INFORMATION SHOWN:
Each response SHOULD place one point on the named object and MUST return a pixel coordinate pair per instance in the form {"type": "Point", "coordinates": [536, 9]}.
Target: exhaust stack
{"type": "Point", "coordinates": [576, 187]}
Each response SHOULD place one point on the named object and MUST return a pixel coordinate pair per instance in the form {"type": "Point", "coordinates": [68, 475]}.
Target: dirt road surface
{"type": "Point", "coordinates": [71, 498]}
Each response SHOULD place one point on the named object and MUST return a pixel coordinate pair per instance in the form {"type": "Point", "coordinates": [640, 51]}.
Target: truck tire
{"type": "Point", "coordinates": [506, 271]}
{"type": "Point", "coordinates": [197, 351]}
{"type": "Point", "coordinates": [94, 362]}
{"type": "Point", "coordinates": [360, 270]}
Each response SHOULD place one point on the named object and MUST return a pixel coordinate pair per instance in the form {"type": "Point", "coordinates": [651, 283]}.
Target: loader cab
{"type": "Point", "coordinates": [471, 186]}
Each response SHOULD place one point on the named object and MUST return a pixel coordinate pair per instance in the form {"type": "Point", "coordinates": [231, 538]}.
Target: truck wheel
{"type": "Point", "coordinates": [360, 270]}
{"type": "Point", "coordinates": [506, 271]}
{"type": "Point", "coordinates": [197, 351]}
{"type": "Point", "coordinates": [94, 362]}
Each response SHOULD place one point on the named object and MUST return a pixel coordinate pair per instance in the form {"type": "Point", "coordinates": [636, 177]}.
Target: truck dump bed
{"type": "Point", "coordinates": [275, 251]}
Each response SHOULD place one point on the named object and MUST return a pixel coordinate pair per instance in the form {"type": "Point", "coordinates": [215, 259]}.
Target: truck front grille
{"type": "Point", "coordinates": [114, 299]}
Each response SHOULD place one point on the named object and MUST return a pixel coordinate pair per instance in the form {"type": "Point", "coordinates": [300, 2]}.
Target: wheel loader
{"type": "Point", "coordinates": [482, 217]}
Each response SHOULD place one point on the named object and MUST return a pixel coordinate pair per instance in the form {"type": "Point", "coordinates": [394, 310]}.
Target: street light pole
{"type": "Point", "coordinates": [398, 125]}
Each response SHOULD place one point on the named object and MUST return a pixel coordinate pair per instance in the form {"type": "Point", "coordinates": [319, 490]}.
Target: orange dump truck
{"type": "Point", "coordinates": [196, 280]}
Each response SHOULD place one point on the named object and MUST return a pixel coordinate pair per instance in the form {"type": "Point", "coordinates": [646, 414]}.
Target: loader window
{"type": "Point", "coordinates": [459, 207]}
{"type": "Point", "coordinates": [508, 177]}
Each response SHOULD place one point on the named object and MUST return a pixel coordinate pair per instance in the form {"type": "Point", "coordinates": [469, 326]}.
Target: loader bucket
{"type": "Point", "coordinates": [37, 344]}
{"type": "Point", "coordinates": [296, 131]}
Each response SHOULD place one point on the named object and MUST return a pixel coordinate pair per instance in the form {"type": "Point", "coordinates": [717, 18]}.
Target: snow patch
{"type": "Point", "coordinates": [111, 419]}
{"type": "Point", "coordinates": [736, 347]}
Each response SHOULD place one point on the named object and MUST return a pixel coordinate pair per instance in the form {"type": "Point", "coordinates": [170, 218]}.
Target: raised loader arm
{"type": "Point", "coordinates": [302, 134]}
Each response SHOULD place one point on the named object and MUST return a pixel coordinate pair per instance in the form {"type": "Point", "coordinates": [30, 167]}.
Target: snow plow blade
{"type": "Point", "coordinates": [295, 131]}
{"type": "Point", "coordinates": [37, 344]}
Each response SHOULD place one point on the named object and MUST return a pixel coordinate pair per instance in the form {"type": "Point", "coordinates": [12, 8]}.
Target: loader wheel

PROBLEM REQUIREMENTS: Provide an exact reproduction of all the entries shown above.

SOLUTION TO THIS EXERCISE:
Each response SHOULD place one point on the named object and MUST return a pixel coordinate pair per instance in the form {"type": "Point", "coordinates": [536, 9]}.
Target: exhaust stack
{"type": "Point", "coordinates": [576, 187]}
Each response SHOULD place one point on the named object and MUST return a pixel coordinate pair per instance in the form {"type": "Point", "coordinates": [68, 475]}.
Target: dirt road surface
{"type": "Point", "coordinates": [71, 498]}
Each response SHOULD place one point on the named object and MUST return a pixel coordinate pair per instance in the form {"type": "Point", "coordinates": [640, 51]}.
Target: truck tire
{"type": "Point", "coordinates": [506, 271]}
{"type": "Point", "coordinates": [197, 351]}
{"type": "Point", "coordinates": [94, 362]}
{"type": "Point", "coordinates": [360, 270]}
Each response SHOULD place one point on the named object and MUST return a pixel coordinate pair per instance in the form {"type": "Point", "coordinates": [651, 283]}.
Target: loader cab
{"type": "Point", "coordinates": [471, 186]}
Each response SHOULD place one point on the named object and MUST return a pixel coordinate pair per instance in the form {"type": "Point", "coordinates": [231, 538]}.
Target: truck wheel
{"type": "Point", "coordinates": [360, 270]}
{"type": "Point", "coordinates": [506, 271]}
{"type": "Point", "coordinates": [197, 351]}
{"type": "Point", "coordinates": [94, 362]}
Each response SHOULD place one point on the named object and MUST return a pixel coordinate pair per instance in the form {"type": "Point", "coordinates": [636, 177]}.
Target: truck dump bed
{"type": "Point", "coordinates": [275, 251]}
Each response SHOULD place one point on the named object and MUST return a pixel coordinate pair per instance in the form {"type": "Point", "coordinates": [215, 259]}.
Target: truck front grille
{"type": "Point", "coordinates": [114, 299]}
Each response SHOULD place one point on the named object and MUST return a pixel coordinate pair per instance in the form {"type": "Point", "coordinates": [300, 2]}.
Target: wheel loader
{"type": "Point", "coordinates": [482, 217]}
Each response SHOULD place one point on the named object and MUST return a pixel coordinate pair per instance in the form {"type": "Point", "coordinates": [394, 310]}.
Target: street light pole
{"type": "Point", "coordinates": [398, 125]}
Each response SHOULD place one point on the named object and MUST return a pixel coordinate pair per instance in the form {"type": "Point", "coordinates": [319, 490]}.
Target: orange dump truck
{"type": "Point", "coordinates": [196, 280]}
Each response SHOULD place one point on the named object and MUST return a pixel coordinate pair per instance in the form {"type": "Point", "coordinates": [646, 414]}.
Target: loader window
{"type": "Point", "coordinates": [459, 207]}
{"type": "Point", "coordinates": [508, 177]}
Each response SHOULD place one point on the named object and MUST return a pixel coordinate pair per instance in the form {"type": "Point", "coordinates": [469, 326]}.
Target: loader bucket
{"type": "Point", "coordinates": [37, 344]}
{"type": "Point", "coordinates": [296, 131]}
Each response SHOULD place one point on the named object and MUST return a pixel coordinate pair per instance in the form {"type": "Point", "coordinates": [717, 18]}.
Target: snow patch
{"type": "Point", "coordinates": [111, 419]}
{"type": "Point", "coordinates": [736, 347]}
Each response SHOULD place one point on the named object and MUST return a pixel coordinate pair per instance in the form {"type": "Point", "coordinates": [170, 218]}.
Target: raised loader arm
{"type": "Point", "coordinates": [302, 134]}
Each response SHOULD place one point on the named object and MUST return a pixel coordinate pair per instance in the form {"type": "Point", "coordinates": [30, 167]}.
Target: snow plow blade
{"type": "Point", "coordinates": [295, 131]}
{"type": "Point", "coordinates": [37, 344]}
Each response SHOULD place one point on the named object and MUST return a pixel coordinate pair per instance in the form {"type": "Point", "coordinates": [12, 8]}.
Target: loader wheel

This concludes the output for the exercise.